Rewrite everything from the line containing "Target: beaded necklace" down to the end of the lines, replacing "field" with "meadow" and leaving all else unchanged.

[Point annotation records]
——

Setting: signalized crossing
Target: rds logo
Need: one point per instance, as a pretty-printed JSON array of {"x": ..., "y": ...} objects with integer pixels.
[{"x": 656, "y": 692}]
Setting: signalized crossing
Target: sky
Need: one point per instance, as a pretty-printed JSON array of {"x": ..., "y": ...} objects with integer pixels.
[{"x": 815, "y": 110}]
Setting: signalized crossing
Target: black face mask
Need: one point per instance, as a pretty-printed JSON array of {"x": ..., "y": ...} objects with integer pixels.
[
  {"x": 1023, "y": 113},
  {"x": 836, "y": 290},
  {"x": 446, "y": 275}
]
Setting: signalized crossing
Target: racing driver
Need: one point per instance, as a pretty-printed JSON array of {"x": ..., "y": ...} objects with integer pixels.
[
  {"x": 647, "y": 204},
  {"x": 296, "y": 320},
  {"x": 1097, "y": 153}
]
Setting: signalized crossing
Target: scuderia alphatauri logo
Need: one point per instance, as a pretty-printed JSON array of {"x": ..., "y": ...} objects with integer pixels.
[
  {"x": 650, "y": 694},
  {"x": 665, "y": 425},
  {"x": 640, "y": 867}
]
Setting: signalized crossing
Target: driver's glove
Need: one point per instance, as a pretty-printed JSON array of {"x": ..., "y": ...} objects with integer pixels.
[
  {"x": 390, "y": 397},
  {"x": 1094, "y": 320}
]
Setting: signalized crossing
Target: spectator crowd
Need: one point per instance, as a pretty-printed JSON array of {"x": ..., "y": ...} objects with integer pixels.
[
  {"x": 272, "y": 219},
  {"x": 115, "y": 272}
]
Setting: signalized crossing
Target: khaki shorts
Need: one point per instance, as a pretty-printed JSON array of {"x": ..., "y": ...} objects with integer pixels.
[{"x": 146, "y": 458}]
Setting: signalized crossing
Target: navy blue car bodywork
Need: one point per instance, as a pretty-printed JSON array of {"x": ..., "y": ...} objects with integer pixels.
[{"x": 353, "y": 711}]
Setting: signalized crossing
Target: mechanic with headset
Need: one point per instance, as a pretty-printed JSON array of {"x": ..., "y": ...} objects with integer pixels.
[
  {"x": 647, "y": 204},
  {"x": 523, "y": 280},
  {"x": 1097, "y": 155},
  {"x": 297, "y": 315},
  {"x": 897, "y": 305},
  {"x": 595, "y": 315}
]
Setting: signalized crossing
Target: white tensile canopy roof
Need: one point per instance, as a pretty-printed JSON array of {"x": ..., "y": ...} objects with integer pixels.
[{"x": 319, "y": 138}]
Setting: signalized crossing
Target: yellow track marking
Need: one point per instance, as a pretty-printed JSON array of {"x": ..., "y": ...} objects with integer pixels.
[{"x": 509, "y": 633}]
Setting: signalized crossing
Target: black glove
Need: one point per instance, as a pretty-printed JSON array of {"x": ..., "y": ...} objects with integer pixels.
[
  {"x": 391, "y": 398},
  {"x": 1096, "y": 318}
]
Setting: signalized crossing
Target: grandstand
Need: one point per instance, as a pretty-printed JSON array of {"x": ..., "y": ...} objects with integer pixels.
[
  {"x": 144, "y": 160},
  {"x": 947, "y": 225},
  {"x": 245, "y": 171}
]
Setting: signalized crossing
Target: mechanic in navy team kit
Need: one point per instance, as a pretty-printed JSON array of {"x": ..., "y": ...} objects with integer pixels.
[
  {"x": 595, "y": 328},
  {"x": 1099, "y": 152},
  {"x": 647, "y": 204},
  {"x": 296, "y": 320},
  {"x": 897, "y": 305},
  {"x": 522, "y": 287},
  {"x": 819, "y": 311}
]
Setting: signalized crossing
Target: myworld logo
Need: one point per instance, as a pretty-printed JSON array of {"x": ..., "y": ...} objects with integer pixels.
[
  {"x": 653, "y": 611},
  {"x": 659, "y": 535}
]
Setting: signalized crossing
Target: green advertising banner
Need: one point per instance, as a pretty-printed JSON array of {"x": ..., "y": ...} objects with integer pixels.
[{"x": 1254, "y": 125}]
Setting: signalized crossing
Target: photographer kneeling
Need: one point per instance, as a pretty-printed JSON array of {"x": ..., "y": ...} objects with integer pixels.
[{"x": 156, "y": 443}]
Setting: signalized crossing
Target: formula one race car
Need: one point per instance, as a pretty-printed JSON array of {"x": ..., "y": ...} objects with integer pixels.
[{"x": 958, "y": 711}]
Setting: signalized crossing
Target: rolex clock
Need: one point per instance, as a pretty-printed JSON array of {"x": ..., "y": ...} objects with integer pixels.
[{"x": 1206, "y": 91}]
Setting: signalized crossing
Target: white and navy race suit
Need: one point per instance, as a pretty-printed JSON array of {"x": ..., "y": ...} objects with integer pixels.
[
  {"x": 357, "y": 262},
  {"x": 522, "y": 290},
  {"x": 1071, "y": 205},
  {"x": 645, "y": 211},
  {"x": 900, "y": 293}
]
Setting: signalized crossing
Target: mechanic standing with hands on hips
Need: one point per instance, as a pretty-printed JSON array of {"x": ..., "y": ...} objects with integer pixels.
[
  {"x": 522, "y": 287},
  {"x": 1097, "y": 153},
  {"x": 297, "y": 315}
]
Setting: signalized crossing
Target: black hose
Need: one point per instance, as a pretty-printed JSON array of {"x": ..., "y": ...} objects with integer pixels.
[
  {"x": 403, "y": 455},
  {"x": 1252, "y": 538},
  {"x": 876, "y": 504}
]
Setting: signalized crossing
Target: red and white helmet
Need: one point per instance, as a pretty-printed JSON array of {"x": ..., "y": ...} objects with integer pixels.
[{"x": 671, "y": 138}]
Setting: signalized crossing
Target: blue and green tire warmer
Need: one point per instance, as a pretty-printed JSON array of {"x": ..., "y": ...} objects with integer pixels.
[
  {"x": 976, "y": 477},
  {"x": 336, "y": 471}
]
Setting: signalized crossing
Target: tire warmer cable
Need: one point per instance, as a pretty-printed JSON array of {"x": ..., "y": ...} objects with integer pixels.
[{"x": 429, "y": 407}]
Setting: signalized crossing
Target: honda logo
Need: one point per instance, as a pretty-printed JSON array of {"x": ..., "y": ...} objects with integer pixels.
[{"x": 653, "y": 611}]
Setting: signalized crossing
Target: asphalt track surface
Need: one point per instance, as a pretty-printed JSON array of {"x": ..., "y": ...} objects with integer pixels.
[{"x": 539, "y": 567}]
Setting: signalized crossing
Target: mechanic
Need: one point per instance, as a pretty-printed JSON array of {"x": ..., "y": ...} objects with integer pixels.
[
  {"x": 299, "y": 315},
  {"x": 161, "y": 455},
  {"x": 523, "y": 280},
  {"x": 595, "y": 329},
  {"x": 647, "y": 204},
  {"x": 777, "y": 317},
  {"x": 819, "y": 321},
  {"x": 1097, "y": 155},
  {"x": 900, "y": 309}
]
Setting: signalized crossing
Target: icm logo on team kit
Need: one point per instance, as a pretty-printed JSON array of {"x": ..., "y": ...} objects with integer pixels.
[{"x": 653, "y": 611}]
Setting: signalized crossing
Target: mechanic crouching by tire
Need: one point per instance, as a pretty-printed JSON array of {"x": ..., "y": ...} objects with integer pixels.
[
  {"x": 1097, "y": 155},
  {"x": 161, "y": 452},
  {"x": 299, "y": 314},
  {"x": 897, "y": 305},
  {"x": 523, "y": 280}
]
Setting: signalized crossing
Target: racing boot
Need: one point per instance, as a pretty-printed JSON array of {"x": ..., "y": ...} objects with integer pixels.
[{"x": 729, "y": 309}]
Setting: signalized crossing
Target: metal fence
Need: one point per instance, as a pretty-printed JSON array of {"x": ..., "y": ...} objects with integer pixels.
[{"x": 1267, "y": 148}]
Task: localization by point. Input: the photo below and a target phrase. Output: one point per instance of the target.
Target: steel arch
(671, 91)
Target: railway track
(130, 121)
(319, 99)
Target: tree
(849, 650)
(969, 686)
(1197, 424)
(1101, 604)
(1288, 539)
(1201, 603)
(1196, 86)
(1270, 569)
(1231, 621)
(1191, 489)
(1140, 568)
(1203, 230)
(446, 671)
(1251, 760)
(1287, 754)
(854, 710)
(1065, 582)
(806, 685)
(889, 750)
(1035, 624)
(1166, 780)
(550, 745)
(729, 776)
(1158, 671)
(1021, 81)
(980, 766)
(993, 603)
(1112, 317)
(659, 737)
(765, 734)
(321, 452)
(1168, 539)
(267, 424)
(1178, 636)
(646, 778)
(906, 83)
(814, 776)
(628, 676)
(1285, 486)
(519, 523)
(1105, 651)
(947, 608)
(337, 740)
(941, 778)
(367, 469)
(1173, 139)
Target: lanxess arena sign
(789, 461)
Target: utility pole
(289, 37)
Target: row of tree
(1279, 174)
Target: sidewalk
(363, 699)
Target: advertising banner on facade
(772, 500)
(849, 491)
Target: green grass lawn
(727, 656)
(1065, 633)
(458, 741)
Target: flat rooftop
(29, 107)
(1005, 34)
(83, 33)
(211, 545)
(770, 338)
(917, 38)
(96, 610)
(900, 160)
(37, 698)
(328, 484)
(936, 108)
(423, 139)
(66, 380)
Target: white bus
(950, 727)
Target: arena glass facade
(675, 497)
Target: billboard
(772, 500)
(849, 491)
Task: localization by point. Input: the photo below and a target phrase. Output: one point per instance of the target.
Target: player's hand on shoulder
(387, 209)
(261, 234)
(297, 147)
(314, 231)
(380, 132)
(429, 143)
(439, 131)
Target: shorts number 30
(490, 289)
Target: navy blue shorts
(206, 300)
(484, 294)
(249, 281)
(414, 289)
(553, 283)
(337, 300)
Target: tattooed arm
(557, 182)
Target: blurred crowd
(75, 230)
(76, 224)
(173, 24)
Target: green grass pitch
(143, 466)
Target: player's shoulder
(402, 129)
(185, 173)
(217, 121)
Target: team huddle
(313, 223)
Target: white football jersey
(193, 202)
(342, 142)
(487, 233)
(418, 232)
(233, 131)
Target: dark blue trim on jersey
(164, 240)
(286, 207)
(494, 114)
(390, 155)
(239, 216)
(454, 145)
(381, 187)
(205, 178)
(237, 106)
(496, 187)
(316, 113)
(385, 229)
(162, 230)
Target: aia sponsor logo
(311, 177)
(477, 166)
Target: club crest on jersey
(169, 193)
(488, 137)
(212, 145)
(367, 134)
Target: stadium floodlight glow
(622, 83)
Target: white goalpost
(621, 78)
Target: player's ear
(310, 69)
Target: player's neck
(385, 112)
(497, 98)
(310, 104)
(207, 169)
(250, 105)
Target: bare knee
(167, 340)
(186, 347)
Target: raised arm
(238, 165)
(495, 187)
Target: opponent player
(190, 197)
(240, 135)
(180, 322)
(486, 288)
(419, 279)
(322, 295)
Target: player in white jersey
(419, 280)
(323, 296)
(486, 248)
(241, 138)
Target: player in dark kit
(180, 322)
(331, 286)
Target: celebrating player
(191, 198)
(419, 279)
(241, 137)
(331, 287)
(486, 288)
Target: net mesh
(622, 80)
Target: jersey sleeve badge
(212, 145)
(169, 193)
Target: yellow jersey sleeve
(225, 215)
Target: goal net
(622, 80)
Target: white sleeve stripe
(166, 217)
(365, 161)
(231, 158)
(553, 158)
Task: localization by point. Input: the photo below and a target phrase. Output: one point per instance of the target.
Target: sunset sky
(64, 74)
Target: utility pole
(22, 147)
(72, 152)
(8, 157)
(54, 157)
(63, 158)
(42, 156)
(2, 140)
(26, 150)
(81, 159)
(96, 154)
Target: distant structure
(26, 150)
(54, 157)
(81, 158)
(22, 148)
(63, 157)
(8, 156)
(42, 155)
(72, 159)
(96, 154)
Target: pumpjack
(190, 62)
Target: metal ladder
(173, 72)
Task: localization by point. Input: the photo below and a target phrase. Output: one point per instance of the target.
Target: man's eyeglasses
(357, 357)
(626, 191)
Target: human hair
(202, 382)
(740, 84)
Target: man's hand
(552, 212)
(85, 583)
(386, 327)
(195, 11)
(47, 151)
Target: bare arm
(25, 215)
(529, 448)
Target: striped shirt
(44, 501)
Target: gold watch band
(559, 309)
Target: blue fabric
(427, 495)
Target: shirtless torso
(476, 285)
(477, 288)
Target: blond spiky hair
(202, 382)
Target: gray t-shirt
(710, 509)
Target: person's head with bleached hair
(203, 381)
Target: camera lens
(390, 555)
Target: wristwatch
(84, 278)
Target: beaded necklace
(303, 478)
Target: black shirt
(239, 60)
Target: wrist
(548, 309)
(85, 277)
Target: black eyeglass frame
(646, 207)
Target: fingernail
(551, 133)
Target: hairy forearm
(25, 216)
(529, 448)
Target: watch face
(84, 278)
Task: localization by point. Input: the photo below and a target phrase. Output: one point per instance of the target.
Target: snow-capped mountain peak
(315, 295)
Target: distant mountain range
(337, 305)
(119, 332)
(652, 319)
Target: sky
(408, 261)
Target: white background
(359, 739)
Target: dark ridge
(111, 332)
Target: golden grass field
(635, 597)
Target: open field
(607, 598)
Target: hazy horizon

——

● Task solution:
Target: beaded necklace
(303, 478)
Target: black shirt
(239, 60)
Target: wrist
(548, 309)
(85, 277)
Target: black eyeglass frame
(646, 207)
Target: fingernail
(551, 133)
Target: hairy forearm
(25, 216)
(529, 448)
Target: watch face
(84, 278)
Task: localization by point. Input: the photo below and a target phrase. Output: one point per instance of the target.
Target: snow-capped mountain peak
(315, 295)
Target: distant mountain range
(337, 305)
(119, 332)
(652, 319)
Target: sky
(408, 261)
Target: white background
(359, 739)
Target: dark ridge
(111, 332)
Target: golden grass meadow
(635, 597)
Target: open meadow
(607, 598)
Target: hazy horizon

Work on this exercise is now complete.